Share your dilemmas and get honest opinions from other Mumsnetters.

So upset about my daughter

349 replies

Fireangels · 06/05/2024 23:32

Will try to be brief. But a bit of background. My DM who is in her 80s wanted to update her will. She wanted to include her 3 DCs and her 4 DHCs. My DF is still living but is very frail and has been bedridden for nearly 4 years. She asked my advice as of myself and siblings I do the most to provide care and support to my parents. Since my DFs illness, my adult DD2 decided to move in with my parents to also provide support to them.

Whenever my DM would ask advice about her will I always said it was completely up to her who she left what to, but to express this in terms of percentages rather than amounts as we don’t really know what her estate would be worth. I also arranged for the title deeds to be changed on the house she jointly owns with my DF in case she pre-deceased him in case as a result he has to go into residential care. (This means she can leave her half of the property independently so it does not pass to my DF where it could then be taken to pay care fees).

Once DM had made her decision about her beneficiaries I took her to a solicitor for the Will to be drafted.

**Required work**
1. According to the Mumsnet post, how long has the poster's father been bedridden?
2. Please return the part of the Mumsnet post between "Share your dilemmas" and "support to them.", inclusive.
3. List every family-member abbreviation that appears in the Mumsnet post, such as the one used for the poster's mother.
The data after this point has nothing to do with the Mumsnet post.

**Given information**
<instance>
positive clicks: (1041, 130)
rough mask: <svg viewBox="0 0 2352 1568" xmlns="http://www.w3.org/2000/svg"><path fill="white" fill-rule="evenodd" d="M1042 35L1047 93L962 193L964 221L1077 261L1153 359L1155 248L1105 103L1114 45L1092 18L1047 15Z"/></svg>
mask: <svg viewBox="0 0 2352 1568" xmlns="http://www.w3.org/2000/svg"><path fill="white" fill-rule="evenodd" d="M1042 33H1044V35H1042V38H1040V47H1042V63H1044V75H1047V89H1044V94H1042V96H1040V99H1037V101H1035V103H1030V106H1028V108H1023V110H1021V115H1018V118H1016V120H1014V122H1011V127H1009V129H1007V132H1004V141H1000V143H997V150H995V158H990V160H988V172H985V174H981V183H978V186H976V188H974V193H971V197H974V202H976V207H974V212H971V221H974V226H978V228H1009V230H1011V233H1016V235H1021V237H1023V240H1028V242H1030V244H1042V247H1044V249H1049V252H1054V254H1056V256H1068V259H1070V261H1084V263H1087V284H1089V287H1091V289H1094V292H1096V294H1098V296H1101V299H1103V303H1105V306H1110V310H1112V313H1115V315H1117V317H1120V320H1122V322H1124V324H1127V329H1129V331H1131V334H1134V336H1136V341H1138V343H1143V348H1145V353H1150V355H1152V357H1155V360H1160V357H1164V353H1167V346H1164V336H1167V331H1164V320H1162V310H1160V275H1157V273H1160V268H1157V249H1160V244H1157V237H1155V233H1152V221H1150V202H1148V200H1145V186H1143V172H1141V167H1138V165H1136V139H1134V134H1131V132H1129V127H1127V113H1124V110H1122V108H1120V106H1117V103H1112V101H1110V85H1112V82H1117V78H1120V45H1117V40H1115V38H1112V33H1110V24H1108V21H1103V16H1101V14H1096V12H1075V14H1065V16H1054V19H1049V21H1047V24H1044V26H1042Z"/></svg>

**Solutions to the problems**
1. Nearly 4 years.

2.
Share your dilemmas and get honest opinions from other Mumsnetters.

So upset about my daughter

349 replies

Fireangels · 06/05/2024 23:32

Will try to be brief. But a bit of background. My DM who is in her 80s wanted to update her will. She wanted to include her 3 DCs and her 4 DHCs. My DF is still living but is very frail and has been bedridden for nearly 4 years. She asked my advice as of myself and siblings I do the most to provide care and support to my parents. Since my DFs illness, my adult DD2 decided to move in with my parents to also provide support to them.

3. DM, DF, DCs, DHCs, DD2